• **Short problem 1**
List every percentage figure that appears in the investor letter.
• **Short problem 2**
Resume the investor letter from the end of its last sentence.

─── Text extract

Dear Investors,
Greetings from Prosperity, hope you are all keeping well.
As I write the first quarterly letter for this financial year, it is imperative to reflect on the year gone by. The global economic sentiments continued to remain a challenge for most part of the year. Caught between adverse global sentiments and a strong domestic outlook, the Indian stock market remained highly volatile. Nifty corrected and recovered by over 10% on multiple occasions within a span of the year, and ended with negligible returns.
While volatility is certainly uncomfortable, the Indian stock markets have historically, copiously rewarded investors who have remained invested through the volatility. Hence a steadfast focus on long term investing is essential, especially at such occasions.
On the macroeconomic front, the US inflation now stands at 8.3% warranting further interest rate hikes by the Fed. This would continue to drive a recessionary environment in the US. Russian sanctions on Europe has made energy and gas prohibitively expensive for the European manufacturing sector. On the eastern side, China’s looming corporate and housing debt crisis may lead to adverse repercussions on the global supply chains. Amidst the above, the Indian economy looks fairly robust given a rise in consumption fuelled by rising disposable incomes and the aggressive import substitution capex being undertaken by the private sector. India’s Inflation too seems to be peaking out at over 7% given the timely hikes by the RBI.

──────
─── Raw data

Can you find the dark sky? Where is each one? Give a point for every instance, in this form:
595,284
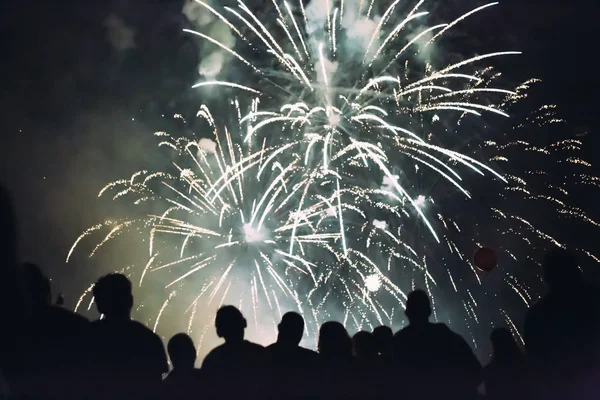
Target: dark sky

──────

• **Reply 1**
over 10%
8.3%
over 7%

• **Reply 2**
In Q1 Fy23 (April - Jun), The benchmark’s performance was -13.18% and our portfolio outperformed the index by +2.66%.The focus remained on insulating the portfolio from global sentiments by investing in companies catering to the rising domestic demand.
We also witnessed an interesting phenomenon in the last two months of July and August (Q2), wherein, the benchmark seemed to have recovered sharply outperforming our fund which broadly remained flat. Upon further analysis of the same we pinned down the reason which can best be explained by the graph below.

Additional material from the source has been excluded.